- [Objective 1]:
Answer these questions about the review of "Stop Kiss":
(a) Which actor plays Callie?
(b) In what city did Sara leave Peter behind?
(c) What is the name of Sara's cat?
- [Objective 2]:
In the review of "Stop Kiss," return the passage that begins at the words "It seems that" and stops after "fellowship, can find.", copied word for word.
- [Objective 3]:
Can you carry the review of "Stop Kiss" further, picking up after its last sentence?

This review by Simon Saltzman was published in U.S. 1 Newspaper on January 27, 1999.

All rights reserved.

A wonderful new Off-Broadway play poses a quite ordinary

question: can an unsettled and disorganized helicopter traffic reporter

from New York City can find romance and happiness in the big apple

with a totally together third grade school teacher in the Bronx? Thirty-three-year-old

playwright Diana Son provides the answer in "Stop Kiss," a

funny, poignant, horrifying, and finally inspiring urban play.

When the two young women, Callie (Jessica Hecht) and Sara (Sandra

Oh), first meet, they haven’t a clue that their acquaintance will

develop into a friendship or into anything more than platonic. The

relationship begins amusingly when Callie, who would hardly notice

a little more litter in her dreary untidy apartment (fastidiously

evoked by designer Narelle Sissons), agrees to care for Sara’s cat.

It seems that Caesar, the (unseen) cat, is an unwelcome party in the

only low rent apartment Sara, who has just arrived in New York on

a fellowship, can find.

In that Callie has George (Kevin Carroll), her casually on-demand

lover from college days, and Sara has/had Peter (Rick Holmes), a lover

she left behind in St. Louis, their initial meetings are punctuated

with glib and savvy patter about themselves and (what else) George

and Peter.

As flighty and unmotivated above ground as she is below, Callie, however,

puts plenty of enthusiasm into landing a reservation at the trendiest

restaurants. As uncompromising on matters of principle as she is eager

to start a new life and deepen their relationship, Sara is wonderfully

down to earth. It is in this context that Callie and Sara are seen

in cleverly concerted contrast.

It is to the playwright’s credit that we see the gentle tug of mutual

sexual attraction kept in check, and only through the subtlest of

body language and deliberately evasive and cautious chit-chat that

we see something decidedly romantic brewing.

[Entries from a pointing dataset]
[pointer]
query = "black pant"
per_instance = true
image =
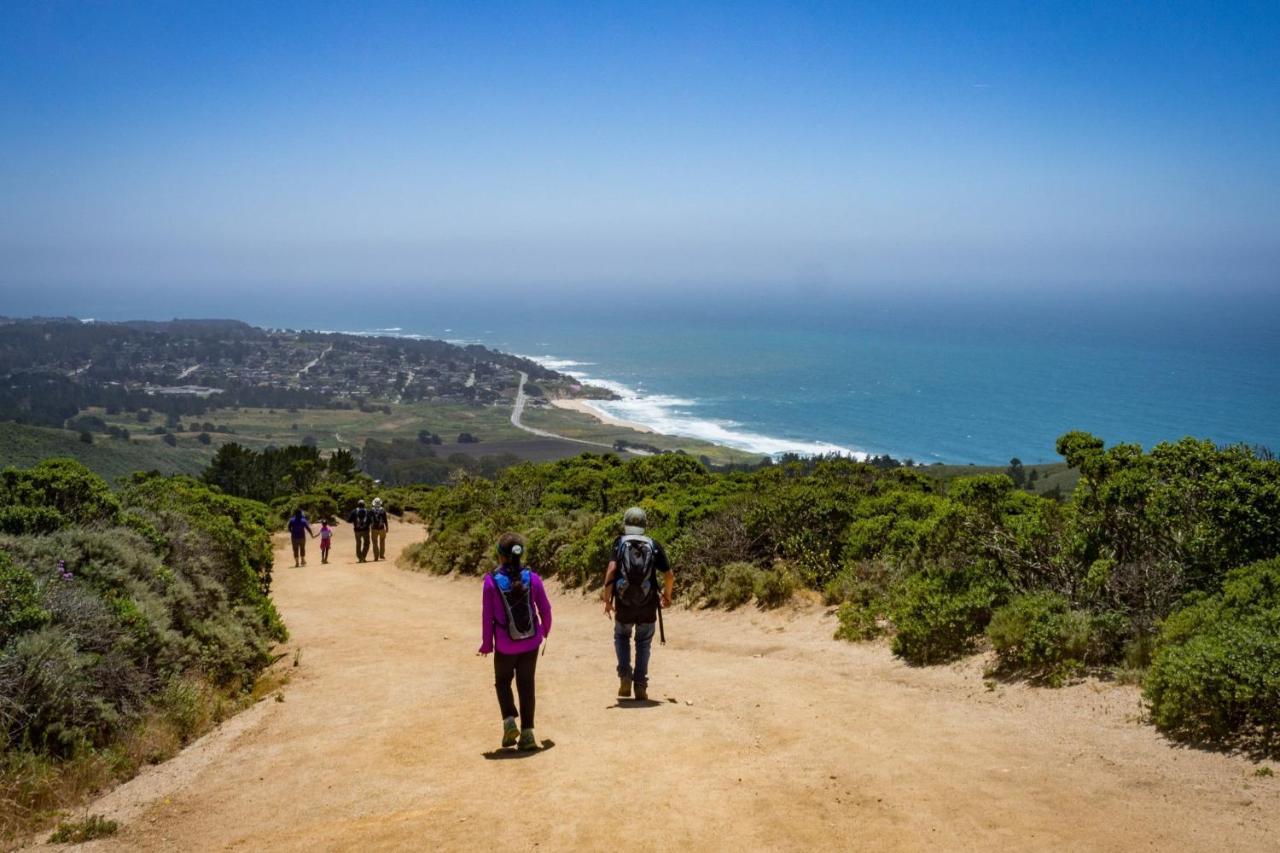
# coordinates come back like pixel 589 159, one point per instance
pixel 504 666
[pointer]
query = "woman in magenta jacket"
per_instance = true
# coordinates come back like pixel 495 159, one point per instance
pixel 516 617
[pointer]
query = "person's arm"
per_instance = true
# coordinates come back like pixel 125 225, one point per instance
pixel 607 592
pixel 485 617
pixel 544 606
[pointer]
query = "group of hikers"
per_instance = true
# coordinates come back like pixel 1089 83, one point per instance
pixel 516 619
pixel 369 524
pixel 516 614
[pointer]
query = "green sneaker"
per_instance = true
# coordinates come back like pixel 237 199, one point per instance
pixel 510 733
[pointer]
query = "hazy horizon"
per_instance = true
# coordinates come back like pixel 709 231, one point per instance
pixel 150 149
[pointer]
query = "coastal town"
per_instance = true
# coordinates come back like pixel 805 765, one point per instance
pixel 95 363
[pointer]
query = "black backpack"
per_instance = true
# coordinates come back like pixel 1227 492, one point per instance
pixel 517 600
pixel 636 580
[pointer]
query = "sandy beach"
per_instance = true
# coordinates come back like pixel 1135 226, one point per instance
pixel 588 409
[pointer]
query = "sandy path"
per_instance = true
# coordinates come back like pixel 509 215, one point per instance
pixel 778 738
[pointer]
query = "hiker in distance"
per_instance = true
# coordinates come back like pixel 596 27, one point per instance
pixel 298 530
pixel 361 519
pixel 378 525
pixel 631 592
pixel 515 619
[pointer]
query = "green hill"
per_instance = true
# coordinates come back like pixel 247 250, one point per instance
pixel 23 446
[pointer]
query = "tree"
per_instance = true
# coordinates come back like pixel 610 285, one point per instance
pixel 342 465
pixel 1015 471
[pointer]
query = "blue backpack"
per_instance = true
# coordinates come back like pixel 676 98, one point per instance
pixel 517 600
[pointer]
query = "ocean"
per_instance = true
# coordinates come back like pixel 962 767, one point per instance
pixel 961 379
pixel 932 382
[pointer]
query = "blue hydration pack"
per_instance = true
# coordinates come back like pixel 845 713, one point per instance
pixel 517 600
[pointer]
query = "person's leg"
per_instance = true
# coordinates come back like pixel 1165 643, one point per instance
pixel 622 648
pixel 526 665
pixel 644 641
pixel 503 670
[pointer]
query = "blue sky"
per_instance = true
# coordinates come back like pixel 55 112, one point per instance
pixel 940 146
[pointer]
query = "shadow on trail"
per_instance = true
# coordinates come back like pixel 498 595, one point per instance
pixel 508 755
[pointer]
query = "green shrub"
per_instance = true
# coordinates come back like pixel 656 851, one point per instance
pixel 859 620
pixel 1038 634
pixel 775 585
pixel 937 614
pixel 19 601
pixel 1216 670
pixel 736 585
pixel 83 830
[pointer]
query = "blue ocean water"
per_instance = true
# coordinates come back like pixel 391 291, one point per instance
pixel 968 378
pixel 933 382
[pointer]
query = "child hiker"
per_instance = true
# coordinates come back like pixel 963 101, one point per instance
pixel 516 617
pixel 325 539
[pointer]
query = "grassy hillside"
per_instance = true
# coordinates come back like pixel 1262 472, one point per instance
pixel 108 457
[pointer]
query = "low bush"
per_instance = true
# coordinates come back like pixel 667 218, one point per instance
pixel 127 629
pixel 736 585
pixel 1216 669
pixel 775 587
pixel 1040 635
pixel 859 620
pixel 83 830
pixel 940 612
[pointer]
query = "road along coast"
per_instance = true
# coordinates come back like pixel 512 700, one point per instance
pixel 764 734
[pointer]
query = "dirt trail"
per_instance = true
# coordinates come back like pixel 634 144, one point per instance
pixel 777 738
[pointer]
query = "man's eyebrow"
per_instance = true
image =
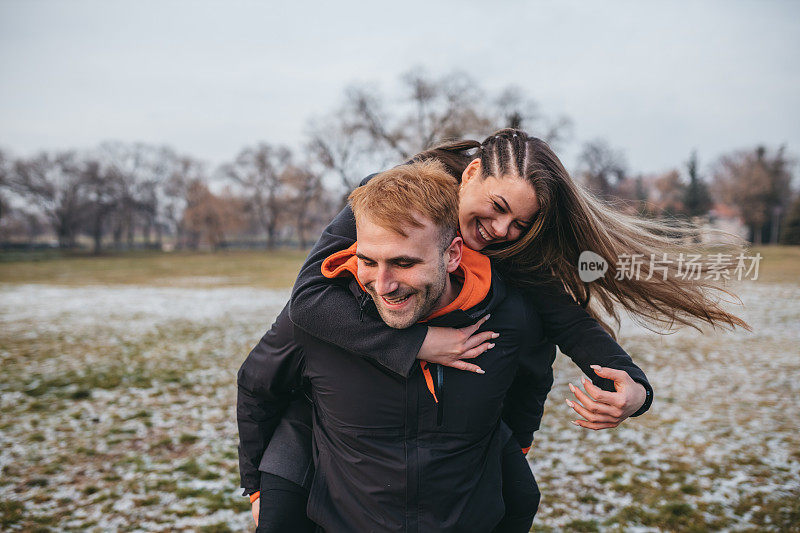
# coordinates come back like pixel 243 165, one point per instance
pixel 405 259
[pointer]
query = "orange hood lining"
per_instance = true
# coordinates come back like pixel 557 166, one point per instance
pixel 474 272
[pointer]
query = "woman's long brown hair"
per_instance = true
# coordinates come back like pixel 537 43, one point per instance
pixel 572 220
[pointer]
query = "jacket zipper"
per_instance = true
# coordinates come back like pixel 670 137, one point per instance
pixel 439 387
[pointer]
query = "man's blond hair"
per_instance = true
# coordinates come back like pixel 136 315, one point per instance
pixel 400 197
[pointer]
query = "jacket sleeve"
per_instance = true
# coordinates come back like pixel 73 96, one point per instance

- [Output 1]:
(a) Jessica Hecht
(b) St. Louis
(c) Caesar

- [Output 2]:
It seems that Caesar, the (unseen) cat, is an unwelcome party in the

only low rent apartment Sara, who has just arrived in New York on

a fellowship, can find.

- [Output 3]:
The play’s title refers to the casualness and the spontaneity of an

act that would be accepted as normal between a man and woman, but

which in this play prompts an act of violence. The delight we take

as two people suddenly find their true identities takes a sudden tragic

turn. This, when Callie and Sara make a fateful and unwise decision

to stop on a park bench and kiss innocently after a night dancing

at a Village bar. At that dangerous hour, when most working people

are beginning to hear their alarm clocks go off, they are brutally

attacked and beaten by a psychopath.

The comical lightness of the scenes prior to the attack are strikingly

contrasted against the darker scenes that follow. The play makes a

stunning turn that is sure to fill and break your heart. Callie is

suddenly faced with a challenge that can only succeed through a demonstration

of unselfish love. This includes making a commitment and doing things

she would never have believed herself capable of.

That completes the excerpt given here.